WORK TO COMPLETE
Extract every line of the items below that contains the word "queried".

DATASET RECORDS
-------------------------
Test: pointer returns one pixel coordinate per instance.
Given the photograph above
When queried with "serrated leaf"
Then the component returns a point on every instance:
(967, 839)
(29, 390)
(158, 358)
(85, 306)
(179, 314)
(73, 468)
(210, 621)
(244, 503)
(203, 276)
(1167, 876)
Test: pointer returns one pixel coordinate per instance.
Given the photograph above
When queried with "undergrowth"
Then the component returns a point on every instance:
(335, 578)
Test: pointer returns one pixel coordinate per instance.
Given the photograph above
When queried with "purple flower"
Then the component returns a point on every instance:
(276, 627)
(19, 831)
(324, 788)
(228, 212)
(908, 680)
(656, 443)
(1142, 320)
-------------------------
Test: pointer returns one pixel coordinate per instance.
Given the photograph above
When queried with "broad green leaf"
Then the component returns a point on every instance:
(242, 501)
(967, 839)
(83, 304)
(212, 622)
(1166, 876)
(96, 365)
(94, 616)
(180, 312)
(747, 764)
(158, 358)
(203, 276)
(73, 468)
-------------------------
WRITTEN REPLY
When queried with "serrated leaf"
When queried with "undergrowth"
When queried with "purple flower"
When queried with "broad green leaf"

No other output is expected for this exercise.